**AIM OF THE TASK**
Below are records to repeat exactly. Omit the pictures from the copy.

**RAW DATA**
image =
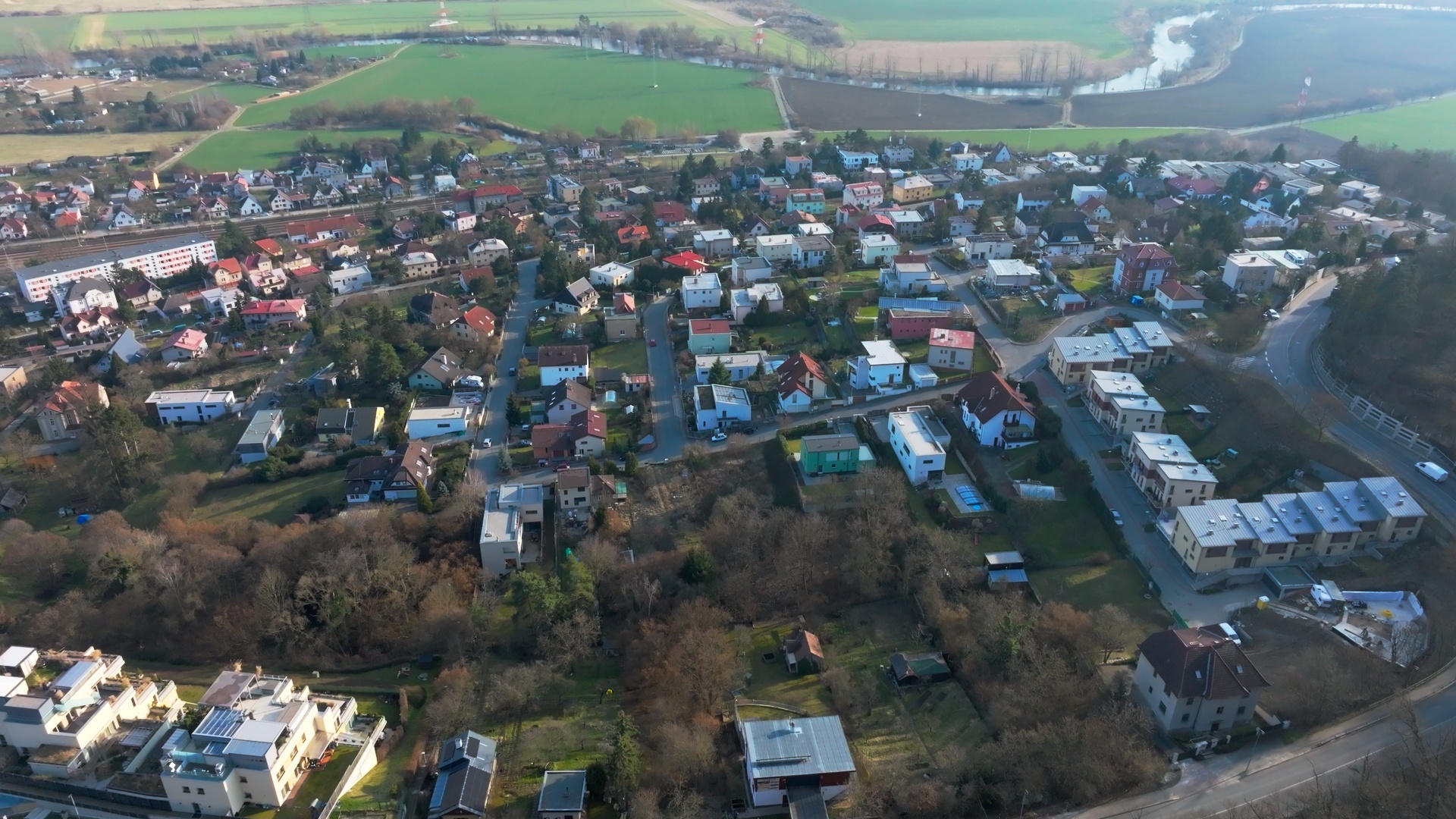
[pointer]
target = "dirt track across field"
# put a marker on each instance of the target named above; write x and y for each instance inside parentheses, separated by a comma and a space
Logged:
(830, 107)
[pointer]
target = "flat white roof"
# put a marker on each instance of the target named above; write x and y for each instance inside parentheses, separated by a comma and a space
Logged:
(437, 413)
(916, 433)
(878, 353)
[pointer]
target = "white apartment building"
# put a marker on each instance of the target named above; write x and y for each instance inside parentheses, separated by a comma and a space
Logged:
(507, 509)
(63, 723)
(702, 292)
(156, 260)
(1242, 538)
(878, 368)
(1120, 403)
(915, 442)
(1134, 349)
(777, 248)
(190, 406)
(256, 739)
(1165, 469)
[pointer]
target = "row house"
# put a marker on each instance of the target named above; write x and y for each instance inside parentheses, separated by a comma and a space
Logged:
(1166, 471)
(1134, 349)
(1120, 403)
(1244, 538)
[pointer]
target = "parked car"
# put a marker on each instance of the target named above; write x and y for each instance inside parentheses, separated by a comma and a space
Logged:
(1433, 471)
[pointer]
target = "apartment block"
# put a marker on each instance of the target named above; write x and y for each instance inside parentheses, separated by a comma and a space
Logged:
(1134, 349)
(1165, 469)
(1241, 538)
(1120, 403)
(258, 738)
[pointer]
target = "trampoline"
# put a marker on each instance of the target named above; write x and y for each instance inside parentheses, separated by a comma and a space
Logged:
(971, 497)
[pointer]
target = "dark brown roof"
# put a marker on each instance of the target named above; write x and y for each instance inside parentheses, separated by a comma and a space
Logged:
(989, 395)
(563, 356)
(1197, 662)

**RESPONSE AREA**
image =
[pointer]
target = "dirt track across field"
# put a marker on each instance of the target named above; write x and y for each instance inside parentheses, separated by a comma and a space
Logged:
(830, 107)
[pointer]
target = "flat white roof"
# put a marker on each instance of the target named above; write x and y for each instance inside parentheses, separated by a comma and a space
Logged:
(437, 413)
(916, 433)
(878, 353)
[pointer]
target = "white apartment building"
# put a marker on each instance of the target named above; write x and y for each instance inside parentheses, separated by a comma and a space
Logged:
(507, 509)
(63, 723)
(702, 292)
(156, 260)
(1242, 538)
(878, 368)
(1120, 403)
(915, 442)
(1134, 349)
(777, 248)
(190, 406)
(256, 739)
(1165, 469)
[pointer]
target = "row house"
# put a marker on each instance of the target named above; write x and y for each instance inside parentheses, separated by a comma and a space
Logged:
(1166, 471)
(1134, 349)
(1120, 403)
(1244, 538)
[pointer]
target = "parked car"
# put a marker on each instance of the target named above; write x and y for each instance inside parentheses, separated by a comma and a space
Logged:
(1433, 471)
[pointer]
target = "apartment block"
# put a marker on each instance of the target named above; write x and y for each instance inside parentheses, separated by a comma and a space
Logged:
(1134, 349)
(1165, 469)
(1241, 538)
(1120, 403)
(258, 738)
[pointer]
target = "trampoline"
# put a marker on each instance of the target named above; write x and y for each instance inside parentheses, separated by a comma and a space
Logged:
(971, 497)
[pointer]
target = "dark brown roof"
# put a marker on each instance of the target named above; write x and y for each instance inside parentheses, separated by a comma and a space
Logged:
(989, 395)
(563, 356)
(1197, 662)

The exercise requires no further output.